:: Source document ::

No pre-adverse action notice, copy of the background report, or summary of rights was provided. By removing my scheduled shift while the report was pending and without providing required disclosures, Amazon violated its FCRA obligations.
 
B. Deployment of FTC-Adjudicated Dark Patterns to Obscure Retaliation The FTC's September 2025 Stipulated Final Order (Docket No. 2:23-cv-00932) against Amazon—resulting in a $2.5 billion settlement—expressly bans dark-pattern interfaces "in connection with any Amazon service." This company-wide injunction prohibits the exact tactics deployed in my onboarding:
 
• Systematic Steering & Obstruction: A November 7, 2025, Amazon hiring chat transcript presented a scripted prompt directing me to "withdraw your submission... if you've decided to pursue other opportunities" (Exhibit O – Amazon Chat Transcript Containing Scripted Withdrawal Prompt Withdraw Your Submission… If You’ve Decided to Pursue Other Opportunities November 7th ). This occurred immediately after the retaliatory removal of my start date, presenting withdrawal as the default path while obstructing the path to contest the action. • Obstruction: November 8 email claiming "in progress" status while burying options to enforce my original start date and steering toward "withdraw your submission" (Exhibit K – Amazon’s November 8 Message Directing Applicant to  Withdraw Your Application  While Claiming  In Progress  Status)—mirroring Amazon's banned Prime "Iliad" cancellation flows. • Confirm-Shaming: November 11 text framing a delayed shift as "great news" but pressuring "withdraw your application" if declined (Exhibit L – Amazons November 11 Message Great News — We Found a Shift for You… If the Start Date Will Not Work, Please Withdraw Your Application)—identical to Amazon's prohibited "No thanks, I don't want free shipping" language. • Phantom Confirmations: November 15 automated messages falsely thanking me for "scheduling your first day" despite no action on my part (Exhibit M - November 15 Message falsely thanking me for scheduling your first day and declaring Your first day starts right after midnight tonight )—paralleling Amazon's fake Prime enrollment records. • Deceptive Timeline Misrepresentation: On October 30, 2025—the very day First Advantage's system estimated completion of my federal background check—Amazon sent a text stating checks for the location "typically take about 9 days" (Exhibit D-  Amazon October 30 2025 Text Message state checks typically take about 9 days). This created a false, extended timeline that directly contradicted the vendor's specific 1-day estimate. This tactic mirrors practices the FTC has identified as unlawful, where companies "materially misrepresent... the time frame" of a key process to obscure material information and manipulate user perception. This misrepresentation served to normalize the suspicious procedural reset that followed.

:: Given records ::

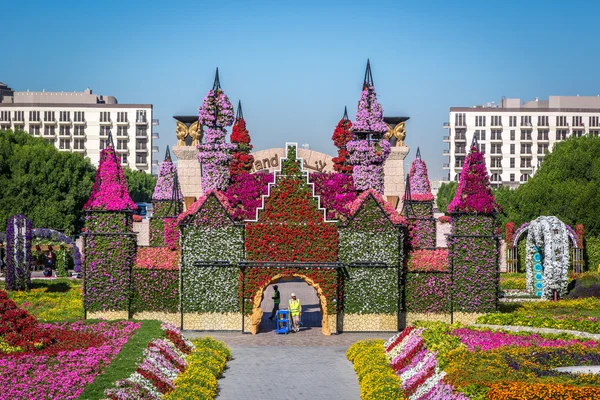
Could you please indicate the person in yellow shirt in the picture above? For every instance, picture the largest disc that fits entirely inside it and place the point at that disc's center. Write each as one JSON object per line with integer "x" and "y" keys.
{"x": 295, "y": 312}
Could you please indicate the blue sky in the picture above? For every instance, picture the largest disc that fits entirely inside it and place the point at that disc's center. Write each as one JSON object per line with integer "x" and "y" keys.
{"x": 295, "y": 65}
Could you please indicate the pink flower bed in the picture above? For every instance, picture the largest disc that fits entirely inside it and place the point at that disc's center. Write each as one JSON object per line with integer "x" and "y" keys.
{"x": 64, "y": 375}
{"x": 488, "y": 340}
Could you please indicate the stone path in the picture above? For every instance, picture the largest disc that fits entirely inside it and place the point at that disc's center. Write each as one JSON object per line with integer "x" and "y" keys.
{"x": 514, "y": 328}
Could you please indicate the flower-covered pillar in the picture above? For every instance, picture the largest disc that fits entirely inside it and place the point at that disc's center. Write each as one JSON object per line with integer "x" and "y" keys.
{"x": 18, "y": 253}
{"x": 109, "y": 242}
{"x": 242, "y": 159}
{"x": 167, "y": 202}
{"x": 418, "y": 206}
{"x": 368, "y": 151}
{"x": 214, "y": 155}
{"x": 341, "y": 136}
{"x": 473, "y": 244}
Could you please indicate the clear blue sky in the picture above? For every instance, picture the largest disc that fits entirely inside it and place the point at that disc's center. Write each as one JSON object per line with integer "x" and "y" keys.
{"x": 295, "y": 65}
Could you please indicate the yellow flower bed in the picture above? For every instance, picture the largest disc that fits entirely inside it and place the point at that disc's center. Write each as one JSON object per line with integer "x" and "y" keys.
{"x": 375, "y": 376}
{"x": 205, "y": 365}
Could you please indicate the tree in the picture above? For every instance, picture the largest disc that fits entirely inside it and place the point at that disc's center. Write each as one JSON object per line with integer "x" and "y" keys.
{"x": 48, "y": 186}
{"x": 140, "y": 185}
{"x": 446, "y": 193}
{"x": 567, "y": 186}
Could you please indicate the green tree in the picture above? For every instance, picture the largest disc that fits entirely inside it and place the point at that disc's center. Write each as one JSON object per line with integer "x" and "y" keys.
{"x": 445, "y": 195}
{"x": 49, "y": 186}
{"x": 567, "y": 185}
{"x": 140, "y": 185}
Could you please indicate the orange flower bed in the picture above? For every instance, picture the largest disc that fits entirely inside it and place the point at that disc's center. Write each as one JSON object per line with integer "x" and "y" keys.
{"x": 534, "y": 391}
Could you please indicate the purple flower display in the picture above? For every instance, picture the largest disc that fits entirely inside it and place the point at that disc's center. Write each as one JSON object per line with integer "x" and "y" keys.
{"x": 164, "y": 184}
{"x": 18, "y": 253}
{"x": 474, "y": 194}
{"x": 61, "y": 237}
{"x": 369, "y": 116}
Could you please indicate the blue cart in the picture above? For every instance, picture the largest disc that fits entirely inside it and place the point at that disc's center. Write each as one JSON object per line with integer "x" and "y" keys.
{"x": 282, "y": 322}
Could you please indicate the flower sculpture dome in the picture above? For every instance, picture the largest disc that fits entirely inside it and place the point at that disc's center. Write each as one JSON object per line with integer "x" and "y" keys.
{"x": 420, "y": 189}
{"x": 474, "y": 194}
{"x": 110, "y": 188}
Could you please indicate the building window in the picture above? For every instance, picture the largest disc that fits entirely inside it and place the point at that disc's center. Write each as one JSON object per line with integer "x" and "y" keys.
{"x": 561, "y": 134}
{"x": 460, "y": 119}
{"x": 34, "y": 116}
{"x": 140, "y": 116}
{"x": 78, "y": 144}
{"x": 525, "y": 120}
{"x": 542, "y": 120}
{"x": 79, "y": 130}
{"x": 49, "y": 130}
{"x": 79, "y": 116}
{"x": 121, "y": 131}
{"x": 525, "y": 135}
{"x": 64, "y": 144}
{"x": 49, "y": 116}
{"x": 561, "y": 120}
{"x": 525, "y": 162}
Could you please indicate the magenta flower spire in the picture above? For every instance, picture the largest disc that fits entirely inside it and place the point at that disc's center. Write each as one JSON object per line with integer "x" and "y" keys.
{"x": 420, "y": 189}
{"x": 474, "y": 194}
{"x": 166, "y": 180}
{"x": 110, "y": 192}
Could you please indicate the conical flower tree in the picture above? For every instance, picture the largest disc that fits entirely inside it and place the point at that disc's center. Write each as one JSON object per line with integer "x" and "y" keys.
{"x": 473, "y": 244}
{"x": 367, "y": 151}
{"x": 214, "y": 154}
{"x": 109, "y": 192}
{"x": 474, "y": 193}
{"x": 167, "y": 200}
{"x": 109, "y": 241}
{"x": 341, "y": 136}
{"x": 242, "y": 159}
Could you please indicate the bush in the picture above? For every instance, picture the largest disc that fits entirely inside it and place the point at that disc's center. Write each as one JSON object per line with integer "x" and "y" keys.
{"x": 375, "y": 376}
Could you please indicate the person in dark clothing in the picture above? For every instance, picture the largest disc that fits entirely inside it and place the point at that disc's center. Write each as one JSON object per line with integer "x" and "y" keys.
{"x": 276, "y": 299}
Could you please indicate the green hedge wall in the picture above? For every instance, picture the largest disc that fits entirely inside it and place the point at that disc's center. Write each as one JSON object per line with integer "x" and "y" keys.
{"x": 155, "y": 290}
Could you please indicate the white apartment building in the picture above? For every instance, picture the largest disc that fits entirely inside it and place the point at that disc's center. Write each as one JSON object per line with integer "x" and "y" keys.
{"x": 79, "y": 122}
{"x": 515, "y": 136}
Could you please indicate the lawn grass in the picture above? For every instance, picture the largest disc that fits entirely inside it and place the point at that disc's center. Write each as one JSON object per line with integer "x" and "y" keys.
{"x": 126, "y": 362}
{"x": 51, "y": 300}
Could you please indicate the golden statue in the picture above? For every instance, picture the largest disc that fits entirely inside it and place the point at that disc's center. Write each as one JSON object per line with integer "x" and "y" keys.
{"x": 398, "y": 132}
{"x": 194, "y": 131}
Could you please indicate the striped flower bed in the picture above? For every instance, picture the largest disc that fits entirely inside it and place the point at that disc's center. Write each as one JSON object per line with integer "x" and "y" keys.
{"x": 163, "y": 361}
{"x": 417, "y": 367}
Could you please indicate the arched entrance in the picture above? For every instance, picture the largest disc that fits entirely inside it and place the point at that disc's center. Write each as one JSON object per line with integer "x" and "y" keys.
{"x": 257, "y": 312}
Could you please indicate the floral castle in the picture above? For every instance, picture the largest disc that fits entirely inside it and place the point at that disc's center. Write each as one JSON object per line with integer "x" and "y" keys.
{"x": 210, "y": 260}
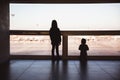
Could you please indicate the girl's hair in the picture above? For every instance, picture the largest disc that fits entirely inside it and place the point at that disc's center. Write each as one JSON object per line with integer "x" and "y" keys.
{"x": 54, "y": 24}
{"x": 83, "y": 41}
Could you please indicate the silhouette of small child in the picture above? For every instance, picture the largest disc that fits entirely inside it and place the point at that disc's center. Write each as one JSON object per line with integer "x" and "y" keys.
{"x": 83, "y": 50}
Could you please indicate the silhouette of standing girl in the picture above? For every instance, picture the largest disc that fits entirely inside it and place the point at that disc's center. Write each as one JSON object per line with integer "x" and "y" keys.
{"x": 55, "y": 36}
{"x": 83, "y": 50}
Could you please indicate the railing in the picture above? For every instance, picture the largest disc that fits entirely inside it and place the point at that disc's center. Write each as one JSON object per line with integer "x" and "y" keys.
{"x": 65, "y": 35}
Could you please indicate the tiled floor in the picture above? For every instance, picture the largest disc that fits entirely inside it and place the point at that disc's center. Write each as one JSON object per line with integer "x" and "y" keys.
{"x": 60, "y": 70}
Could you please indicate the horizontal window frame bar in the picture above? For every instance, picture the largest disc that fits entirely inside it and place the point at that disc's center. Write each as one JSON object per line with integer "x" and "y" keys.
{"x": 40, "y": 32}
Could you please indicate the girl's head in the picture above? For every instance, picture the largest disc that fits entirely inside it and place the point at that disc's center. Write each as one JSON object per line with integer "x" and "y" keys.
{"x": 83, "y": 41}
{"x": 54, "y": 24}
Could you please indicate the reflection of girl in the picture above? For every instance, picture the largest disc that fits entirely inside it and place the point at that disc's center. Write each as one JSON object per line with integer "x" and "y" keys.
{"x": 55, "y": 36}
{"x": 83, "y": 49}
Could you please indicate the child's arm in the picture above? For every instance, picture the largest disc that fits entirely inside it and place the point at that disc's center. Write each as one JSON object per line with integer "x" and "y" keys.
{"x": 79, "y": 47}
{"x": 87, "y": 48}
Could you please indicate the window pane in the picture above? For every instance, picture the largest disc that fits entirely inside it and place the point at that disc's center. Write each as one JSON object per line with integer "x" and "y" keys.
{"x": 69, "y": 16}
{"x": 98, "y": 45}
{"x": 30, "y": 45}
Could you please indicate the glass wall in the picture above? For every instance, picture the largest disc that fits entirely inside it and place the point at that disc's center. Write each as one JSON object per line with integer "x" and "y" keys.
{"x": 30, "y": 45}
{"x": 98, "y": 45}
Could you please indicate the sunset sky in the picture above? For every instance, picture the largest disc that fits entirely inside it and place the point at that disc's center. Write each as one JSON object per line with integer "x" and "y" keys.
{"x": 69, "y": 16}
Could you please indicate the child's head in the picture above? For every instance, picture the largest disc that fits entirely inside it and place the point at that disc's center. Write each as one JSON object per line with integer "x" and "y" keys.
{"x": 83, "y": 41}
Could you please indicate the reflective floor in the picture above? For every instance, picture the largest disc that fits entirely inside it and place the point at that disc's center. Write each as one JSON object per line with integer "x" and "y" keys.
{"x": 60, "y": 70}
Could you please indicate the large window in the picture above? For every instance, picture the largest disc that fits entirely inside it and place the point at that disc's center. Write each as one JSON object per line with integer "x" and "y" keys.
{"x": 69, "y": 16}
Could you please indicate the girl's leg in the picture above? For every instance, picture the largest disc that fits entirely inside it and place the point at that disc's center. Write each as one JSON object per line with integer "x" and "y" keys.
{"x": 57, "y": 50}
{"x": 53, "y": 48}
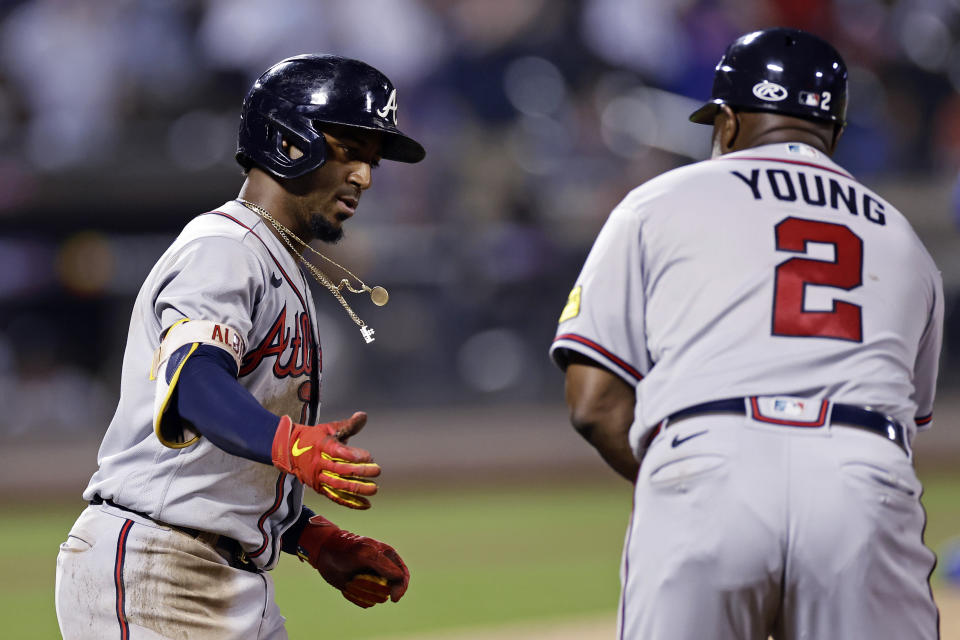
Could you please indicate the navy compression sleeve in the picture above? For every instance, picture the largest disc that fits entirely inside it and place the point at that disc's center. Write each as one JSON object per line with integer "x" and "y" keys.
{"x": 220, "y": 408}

:: Job 1 ::
Answer these from the passage on Amazon's hiring process:
(a) What docket number is given for the FTC's Stipulated Final Order?
(b) On what date was the Amazon hiring chat transcript with the scripted withdrawal prompt presented?
(c) How long did Amazon's October 30, 2025 text say checks for the location typically take?
:: Job 2 ::
Please reproduce the passage on Amazon's hiring process word for word, from "No pre-adverse action" to "its FCRA obligations.".

:: Task answer 1 ::
(a) 2:23-cv-00932
(b) November 7, 2025
(c) About 9 days

:: Task answer 2 ::
No pre-adverse action notice, copy of the background report, or summary of rights was provided. By removing my scheduled shift while the report was pending and without providing required disclosures, Amazon violated its FCRA obligations.